• STATED EXERCISE:
Display every line of the material below that contains the word "jacket".

(begin)

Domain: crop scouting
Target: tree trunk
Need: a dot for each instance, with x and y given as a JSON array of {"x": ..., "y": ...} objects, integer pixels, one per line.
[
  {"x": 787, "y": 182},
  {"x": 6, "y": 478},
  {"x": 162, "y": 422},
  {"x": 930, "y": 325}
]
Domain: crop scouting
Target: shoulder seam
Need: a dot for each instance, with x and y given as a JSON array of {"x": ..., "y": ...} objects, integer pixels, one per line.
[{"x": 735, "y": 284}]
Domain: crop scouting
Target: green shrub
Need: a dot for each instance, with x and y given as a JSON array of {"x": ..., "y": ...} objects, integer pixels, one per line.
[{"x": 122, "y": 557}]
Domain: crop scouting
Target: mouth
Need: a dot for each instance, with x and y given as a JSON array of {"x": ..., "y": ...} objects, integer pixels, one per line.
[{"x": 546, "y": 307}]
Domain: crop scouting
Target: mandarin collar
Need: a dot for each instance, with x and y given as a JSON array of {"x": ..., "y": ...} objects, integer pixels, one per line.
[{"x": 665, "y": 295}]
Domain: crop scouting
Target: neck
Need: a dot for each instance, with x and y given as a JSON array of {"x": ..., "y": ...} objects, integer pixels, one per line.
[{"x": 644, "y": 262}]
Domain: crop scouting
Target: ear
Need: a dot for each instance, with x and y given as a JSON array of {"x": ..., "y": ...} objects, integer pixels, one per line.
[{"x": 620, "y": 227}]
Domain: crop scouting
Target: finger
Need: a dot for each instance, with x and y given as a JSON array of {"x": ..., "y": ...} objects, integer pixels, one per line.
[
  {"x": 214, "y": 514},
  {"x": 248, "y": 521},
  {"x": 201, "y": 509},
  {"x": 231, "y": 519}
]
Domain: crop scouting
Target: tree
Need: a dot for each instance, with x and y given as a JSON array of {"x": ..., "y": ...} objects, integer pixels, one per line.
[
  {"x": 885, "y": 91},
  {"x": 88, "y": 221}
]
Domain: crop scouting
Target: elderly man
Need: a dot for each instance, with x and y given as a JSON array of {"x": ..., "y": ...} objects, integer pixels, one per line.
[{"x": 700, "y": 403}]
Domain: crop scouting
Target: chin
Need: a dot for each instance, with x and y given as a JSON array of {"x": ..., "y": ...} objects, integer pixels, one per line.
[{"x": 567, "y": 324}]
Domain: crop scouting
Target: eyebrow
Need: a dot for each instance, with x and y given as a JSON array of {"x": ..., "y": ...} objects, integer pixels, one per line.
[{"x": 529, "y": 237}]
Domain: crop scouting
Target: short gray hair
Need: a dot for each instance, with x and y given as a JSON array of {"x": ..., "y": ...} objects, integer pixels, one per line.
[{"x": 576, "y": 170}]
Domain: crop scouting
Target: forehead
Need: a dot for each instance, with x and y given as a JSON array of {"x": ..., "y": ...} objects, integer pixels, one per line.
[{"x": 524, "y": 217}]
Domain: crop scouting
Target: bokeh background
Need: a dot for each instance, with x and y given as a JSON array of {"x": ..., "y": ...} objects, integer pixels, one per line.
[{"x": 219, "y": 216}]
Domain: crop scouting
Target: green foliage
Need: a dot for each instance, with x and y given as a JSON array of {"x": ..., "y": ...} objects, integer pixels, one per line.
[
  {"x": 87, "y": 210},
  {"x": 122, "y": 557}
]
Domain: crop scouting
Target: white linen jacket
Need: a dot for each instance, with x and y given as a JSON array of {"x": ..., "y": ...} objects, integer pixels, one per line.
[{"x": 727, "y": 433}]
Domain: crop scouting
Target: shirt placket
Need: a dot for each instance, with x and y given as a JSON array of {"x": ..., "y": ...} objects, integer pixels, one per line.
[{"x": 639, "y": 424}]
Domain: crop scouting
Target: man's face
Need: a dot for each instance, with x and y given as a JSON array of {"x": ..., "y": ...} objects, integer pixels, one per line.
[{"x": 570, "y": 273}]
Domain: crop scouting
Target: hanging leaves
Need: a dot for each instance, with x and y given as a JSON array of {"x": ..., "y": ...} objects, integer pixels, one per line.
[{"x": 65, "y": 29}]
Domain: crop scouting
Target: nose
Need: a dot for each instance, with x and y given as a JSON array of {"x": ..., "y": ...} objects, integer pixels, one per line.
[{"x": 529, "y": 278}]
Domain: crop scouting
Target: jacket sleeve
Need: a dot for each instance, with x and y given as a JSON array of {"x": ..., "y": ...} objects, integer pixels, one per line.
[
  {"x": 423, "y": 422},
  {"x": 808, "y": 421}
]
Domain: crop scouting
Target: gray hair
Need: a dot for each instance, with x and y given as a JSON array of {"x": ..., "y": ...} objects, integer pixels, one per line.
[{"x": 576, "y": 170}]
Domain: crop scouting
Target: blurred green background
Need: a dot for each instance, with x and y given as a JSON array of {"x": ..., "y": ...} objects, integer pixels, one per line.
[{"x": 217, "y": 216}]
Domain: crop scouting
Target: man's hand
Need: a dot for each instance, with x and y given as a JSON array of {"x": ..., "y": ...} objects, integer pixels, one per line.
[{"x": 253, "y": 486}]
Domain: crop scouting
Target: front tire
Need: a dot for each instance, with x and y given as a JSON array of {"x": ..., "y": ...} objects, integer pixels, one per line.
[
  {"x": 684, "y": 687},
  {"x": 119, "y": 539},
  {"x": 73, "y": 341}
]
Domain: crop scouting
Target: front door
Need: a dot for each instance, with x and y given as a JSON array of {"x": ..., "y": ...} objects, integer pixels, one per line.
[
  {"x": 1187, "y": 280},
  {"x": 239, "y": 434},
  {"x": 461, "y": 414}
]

(end)

• REPLY:
Target: white linen jacket
Target: jacket sleeve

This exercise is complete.